* WRITTEN INSTRUCTION *
Copy the following rows word for word, from the first line to the last.

[Stored data]
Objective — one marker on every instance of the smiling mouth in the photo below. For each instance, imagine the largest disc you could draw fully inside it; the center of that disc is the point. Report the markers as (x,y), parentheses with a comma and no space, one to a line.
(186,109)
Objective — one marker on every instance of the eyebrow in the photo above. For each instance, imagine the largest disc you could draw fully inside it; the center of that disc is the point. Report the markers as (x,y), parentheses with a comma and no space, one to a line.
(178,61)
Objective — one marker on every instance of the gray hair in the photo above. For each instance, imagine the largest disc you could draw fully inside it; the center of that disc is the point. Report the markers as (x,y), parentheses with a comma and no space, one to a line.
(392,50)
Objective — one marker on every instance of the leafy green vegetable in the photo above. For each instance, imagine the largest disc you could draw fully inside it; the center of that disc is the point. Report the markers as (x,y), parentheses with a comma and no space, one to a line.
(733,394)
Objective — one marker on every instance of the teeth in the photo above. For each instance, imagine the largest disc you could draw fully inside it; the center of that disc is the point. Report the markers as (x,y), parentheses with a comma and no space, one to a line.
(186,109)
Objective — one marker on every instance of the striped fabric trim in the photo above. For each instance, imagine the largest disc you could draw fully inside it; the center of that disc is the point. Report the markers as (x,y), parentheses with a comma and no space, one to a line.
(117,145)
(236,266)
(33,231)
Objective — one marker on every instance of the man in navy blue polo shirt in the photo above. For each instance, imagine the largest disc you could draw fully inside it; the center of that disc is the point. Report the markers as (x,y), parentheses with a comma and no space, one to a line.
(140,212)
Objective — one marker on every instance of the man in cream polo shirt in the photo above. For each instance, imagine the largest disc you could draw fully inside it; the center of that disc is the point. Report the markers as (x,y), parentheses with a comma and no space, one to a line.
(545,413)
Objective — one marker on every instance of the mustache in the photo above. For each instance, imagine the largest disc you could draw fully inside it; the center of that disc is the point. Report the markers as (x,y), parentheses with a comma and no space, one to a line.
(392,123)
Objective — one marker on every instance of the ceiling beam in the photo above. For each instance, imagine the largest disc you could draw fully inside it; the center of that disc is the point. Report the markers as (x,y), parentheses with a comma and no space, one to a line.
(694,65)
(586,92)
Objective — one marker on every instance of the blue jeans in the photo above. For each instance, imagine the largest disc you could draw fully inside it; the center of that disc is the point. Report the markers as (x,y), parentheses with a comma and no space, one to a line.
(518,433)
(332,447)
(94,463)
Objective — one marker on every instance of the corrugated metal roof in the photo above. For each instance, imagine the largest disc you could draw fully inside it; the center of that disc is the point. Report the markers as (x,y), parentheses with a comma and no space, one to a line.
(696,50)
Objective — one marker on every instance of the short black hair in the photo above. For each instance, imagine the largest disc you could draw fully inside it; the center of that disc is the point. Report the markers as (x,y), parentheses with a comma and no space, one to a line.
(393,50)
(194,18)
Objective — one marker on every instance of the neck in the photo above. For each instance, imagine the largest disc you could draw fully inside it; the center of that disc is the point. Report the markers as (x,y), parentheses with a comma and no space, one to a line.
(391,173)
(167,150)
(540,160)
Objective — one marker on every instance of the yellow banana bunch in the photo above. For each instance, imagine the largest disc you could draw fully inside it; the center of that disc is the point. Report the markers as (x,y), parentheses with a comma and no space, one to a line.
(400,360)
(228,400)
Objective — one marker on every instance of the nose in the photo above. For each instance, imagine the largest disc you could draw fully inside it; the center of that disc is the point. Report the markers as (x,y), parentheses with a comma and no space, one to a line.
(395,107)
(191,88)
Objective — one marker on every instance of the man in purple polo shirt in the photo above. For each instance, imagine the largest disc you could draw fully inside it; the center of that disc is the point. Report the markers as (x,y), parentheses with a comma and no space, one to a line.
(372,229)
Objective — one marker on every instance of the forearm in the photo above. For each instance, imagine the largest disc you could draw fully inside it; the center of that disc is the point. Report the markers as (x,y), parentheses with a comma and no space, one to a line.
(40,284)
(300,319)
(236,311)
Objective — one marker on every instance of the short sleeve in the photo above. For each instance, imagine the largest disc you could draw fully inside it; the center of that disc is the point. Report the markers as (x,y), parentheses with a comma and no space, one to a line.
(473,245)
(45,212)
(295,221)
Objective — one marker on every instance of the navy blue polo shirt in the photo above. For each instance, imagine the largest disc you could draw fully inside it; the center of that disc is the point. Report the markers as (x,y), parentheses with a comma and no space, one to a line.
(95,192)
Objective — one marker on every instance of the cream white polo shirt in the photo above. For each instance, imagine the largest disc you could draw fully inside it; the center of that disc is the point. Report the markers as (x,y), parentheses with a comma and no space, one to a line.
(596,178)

* ANSWER BELOW *
Objective — one marker on every instance of the smiling mouth in the photo below. For each instance, imagine the largest disc you could draw fully inside it; the center of that disc is the point. Report the markers as (x,y), parentheses with a comma and no space, one to a line.
(186,109)
Objective — one marker on every instance of the eyebrow in the photo above. For each instance, imagine the largest disc you could draw fully inside it; the center of that disc is the point. Report the markers as (x,y), parentheses with a comma and no space, one to a line.
(178,61)
Objective — one marker on every instance of the gray hair in the photo above. For each instance, imagine the largest disc you could draw fully inside it; the center of that disc is the point. Report the markers as (x,y), parentheses with a comma and no space, one to a line.
(392,50)
Objective — one marker on every instance of the leafy green vegetable in the photo above. For each instance, imagine the largest disc you could draw fully inside it; the center of that disc is the point. Report the markers as (x,y), parentheses with a comma and no space, one to a line.
(733,394)
Objective — one marker on every instance of the teeth in the photo above. For each instance, imagine the largest disc you could draw fully inside it; the center of that disc is the point. Report the markers as (x,y), parentheses with a comma and no space, one to a line.
(186,109)
Objective — one marker on every instance of the striped fabric trim in the photo above. For each instance, imagine the largest disc you could draw fully inside it; the center of that disc is the point. Report the markers as (x,y), parentheses with a comma and no space, one to a line.
(117,145)
(236,266)
(33,231)
Objective — one marker on every instance of the man in navy blue polo shirt in the photo above. For each instance, imagine the largest disc you could draw fully inside it; the center of that disc is the point. Report the markers as (x,y), parentheses with a comma and no space, one to a line.
(140,212)
Objective — one marker on every instance of the man in cream polo shirt in the photo above. For each instance, imagine the largest disc you could draw fully inside it; the center of that disc is the point. Report the markers as (x,y), parentheses with a comma and no space, one to a line.
(545,413)
Objective — one marker on every instance of the mustache in the photo above. For each instance, imagine the largest disc you could draw fully inside it; the center of that disc is the point. Report the markers as (x,y), parentheses with a comma and no space, one to a line.
(392,123)
Objective — one marker on every instance of the ceiling beam in the photo above. For each instance, imagine the largest disc you could draw fully inside it; the center of that disc is the point. Report the markers as (x,y), parentheses with a comma and no space, one to a line.
(694,65)
(586,92)
Objective — one marker on every instance of the blue jeans in the photo above. For each instance, imagine the largest disc you could draw fully inside it; the center of that disc is the point. Report the markers as (x,y), parentheses with a comma and no space, one to a line.
(518,433)
(332,447)
(94,463)
Objective — one marker on every instance of the corrugated metal roof in the photo above. For each instance, imagine the largest disc you could draw fully inside it; the center of that disc is the point. Report the markers as (x,y), parentheses with a comma and no space, one to a line.
(696,50)
Objective — one marker on every instance of the short black hair in the photo above. For each instance, imagine the largest disc you could draw fully inside it; the center of that disc is the point. Report the markers as (x,y), parentheses with a comma and no space, one to a line.
(393,50)
(194,18)
Objective — one marker on every instance of the neck in the photo above. For each instance, imagine the largest disc you could draw fully inside it; the center of that disc is the point. Report the markers as (x,y), parentheses with a comma and no space, one to a line.
(391,173)
(167,150)
(540,160)
Objective — one marker on every instance of the yellow banana bunch in the photo above. For each instance, imagine the largest disc you could draw fully inside it; the center of that disc is the point. Report the markers as (x,y), parentheses with a comma and no space, one to a line.
(400,360)
(228,400)
Objective — one marker on every instance of the nose in the photo above. For each instance, imagine the largest disc you could draw fully inside it; the center of that disc is the point. Report the markers as (x,y), parentheses with a comma and no space, one to a line.
(395,107)
(191,88)
Objective — one marker on every instance of the man in purple polo shirt in the photo above. For each instance, imagine the largest disc you could draw fully inside it; the center of that disc is the point. Report the markers as (x,y), parentheses with a comma and no space, one to a line.
(372,229)
Objective — one marker on every instance of the forearm in the photo above. For each instance, imagine the largest disc you could draw fully inside it; the center of that disc is the point. Report the markers as (x,y), parentheses with a comma and no space, one to a line.
(40,284)
(300,319)
(236,311)
Objective — one marker on every instance of the short sleeve in the photo above. For each instance, imagine the largest disc you could draw fully inside it; the center of that disc is the point. Report the markers as (x,y), parentheses with a comma and no space, one to a line.
(473,245)
(45,212)
(295,221)
Objective — one marker on every instance of the navy blue polo shirt in the photo above. For each instance, imagine the largest disc you could draw fully inside it; the center of that disc is the point. Report the markers as (x,y), parentheses with a comma and no space, one to a line.
(95,192)
Objective — one marker on every instance of the cream white polo shirt in the photo above. For each instance, imagine the largest disc you could draw fully inside it; the center of that disc is the point. Report the markers as (x,y), parentheses with a comma and no space, one to a line.
(596,178)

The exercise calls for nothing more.